Tertuliano y Cipriano proponen además otras dos horas de oración, la de la mañana y la de la tarde, que encuentran justificadas también en la Escritura[34], y que responden a los dos momentos importantes de la vida del cristiano. Estas dos horas se consideran más importantes, por encima de las tres horas señaladas más arriba. Hipólito, por su cuenta, añade otros dos momentos de oración en horas distintas y algo intempestivas, que de alguna manera se introdujeron y fueron practicadas por muchos. Hipólito se expresa así en la Tradición Apostólica:

“Hacia media noche, levántate, lava las manos y ora. Y al canto del gallo, levantándote, ora también. Si tu mujer esta presente, rezad juntos; pero si no es todavía fiel, retírate a otra habitación, ora y vuelve a la cama”[35].

         Hay que insistir que estos diversos momentos de oración no se presentan como una imposición obligatoria, sino como prácticas loables destinadas a poner en práctica el precepto de la plegaria incesante. Además de estas prácticas más o menos espontáneas, existía en todas partes la reunión dominical para la celebración de la Eucaristía, que siempre ha sido el momento central y culminante de toda celebración cristiana.

(Entradas de anotación de coordenadas)
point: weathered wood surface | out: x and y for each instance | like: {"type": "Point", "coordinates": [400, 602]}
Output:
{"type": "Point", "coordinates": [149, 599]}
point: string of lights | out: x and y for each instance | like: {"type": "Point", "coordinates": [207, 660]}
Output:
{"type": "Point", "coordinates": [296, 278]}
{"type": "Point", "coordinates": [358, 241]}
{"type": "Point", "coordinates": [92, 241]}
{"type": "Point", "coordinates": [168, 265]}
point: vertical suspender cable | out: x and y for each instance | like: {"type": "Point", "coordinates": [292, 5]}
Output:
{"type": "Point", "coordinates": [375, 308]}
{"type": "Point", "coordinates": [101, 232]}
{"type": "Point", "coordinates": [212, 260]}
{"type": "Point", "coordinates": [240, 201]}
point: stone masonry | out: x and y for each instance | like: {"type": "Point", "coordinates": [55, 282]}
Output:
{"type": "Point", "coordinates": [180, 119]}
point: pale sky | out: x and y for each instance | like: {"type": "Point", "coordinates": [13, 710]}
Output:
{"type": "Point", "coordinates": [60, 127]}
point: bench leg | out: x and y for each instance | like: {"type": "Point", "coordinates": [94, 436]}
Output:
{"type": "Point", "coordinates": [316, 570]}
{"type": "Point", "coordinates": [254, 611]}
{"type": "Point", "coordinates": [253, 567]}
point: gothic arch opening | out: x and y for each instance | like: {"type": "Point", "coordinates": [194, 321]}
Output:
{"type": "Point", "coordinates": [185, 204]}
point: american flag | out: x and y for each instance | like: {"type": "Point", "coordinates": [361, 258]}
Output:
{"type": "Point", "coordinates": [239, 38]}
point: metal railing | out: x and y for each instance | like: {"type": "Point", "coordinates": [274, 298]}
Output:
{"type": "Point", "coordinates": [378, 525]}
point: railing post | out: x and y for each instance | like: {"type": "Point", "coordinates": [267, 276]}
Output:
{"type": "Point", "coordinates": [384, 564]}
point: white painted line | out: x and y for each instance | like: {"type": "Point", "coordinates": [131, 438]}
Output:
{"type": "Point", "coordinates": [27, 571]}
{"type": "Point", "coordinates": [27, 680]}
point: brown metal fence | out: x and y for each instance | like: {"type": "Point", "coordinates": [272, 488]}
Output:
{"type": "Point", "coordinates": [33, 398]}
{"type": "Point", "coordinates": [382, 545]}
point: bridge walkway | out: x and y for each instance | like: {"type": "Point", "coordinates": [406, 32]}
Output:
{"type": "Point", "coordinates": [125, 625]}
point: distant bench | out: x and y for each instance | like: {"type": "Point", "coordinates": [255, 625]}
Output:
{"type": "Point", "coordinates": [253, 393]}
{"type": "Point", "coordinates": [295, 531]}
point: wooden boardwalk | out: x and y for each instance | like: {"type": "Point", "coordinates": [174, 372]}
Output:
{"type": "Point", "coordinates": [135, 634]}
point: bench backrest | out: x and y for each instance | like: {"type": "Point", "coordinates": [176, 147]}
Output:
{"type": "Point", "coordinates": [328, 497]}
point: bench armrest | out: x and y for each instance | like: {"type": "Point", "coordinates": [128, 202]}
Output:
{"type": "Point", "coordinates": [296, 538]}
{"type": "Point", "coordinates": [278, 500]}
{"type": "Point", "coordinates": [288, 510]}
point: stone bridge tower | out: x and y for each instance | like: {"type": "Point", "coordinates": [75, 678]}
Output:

→ Retos:
- a) Indica, por favor, si cada afirmación concuerda con el texto sobre las horas de oración y responde sí o no citando literalmente las palabras decisivas: (i) las oraciones de la mañana y de la tarde se consideran más importantes que las tres horas señaladas antes; (ii) los diversos momentos de oración se presentan como una imposición obligatoria; (iii) Hipólito indica que, si la mujer aún no es fiel, hay que orar en otra habitación.
- b) Continúa el texto sobre las horas de oración a partir de su última oración.

→ Resultados por tarea:
- a)
(i) Sí: «Estas dos horas se consideran más importantes, por encima de las tres horas señaladas más arriba.»
(ii) No: «no se presentan como una imposición obligatoria, sino como prácticas loables»
(iii) Sí: «pero si no es todavía fiel, retírate a otra habitación, ora y vuelve a la cama»

- b)
         Con la paz de la Iglesia en el siglo IV, la Iglesia pudo construir lugares de culto, y la vida de oración que tenía antes una dimensión doméstica, empieza a adquirir un carácter público más o menos oficial. Tenemos testimonios de asambleas cotidianas a partir del siglo IV en África, en Palestina, en Siria, en Constantinopla, en Roma, sobre todo en las dos horas importantes de la mañana y de la tarde. Los Concilios en los siglos V y VI legislan a menudo para fijar los detalles de estas celebraciones o recomendar su frecuentación. Estas celebraciones acostumbraban a reunir al pueblo cristiano junto al obispo, a su presbiterio y ministros[36], según esquemas y textos que se fueron estableciendo paulatinamente.

Vale la pena acercarse un momento a un interesante documento del siglo IV, la “Peregrinatio Egeriae[37], que evoca los viajes realizados por una mujer, que según la casi unanimidad de los autores era de la provincia hispana de Galicia y probablemente de la familia del emperador Teodosio, por tierras de Oriente entre los años 381-384.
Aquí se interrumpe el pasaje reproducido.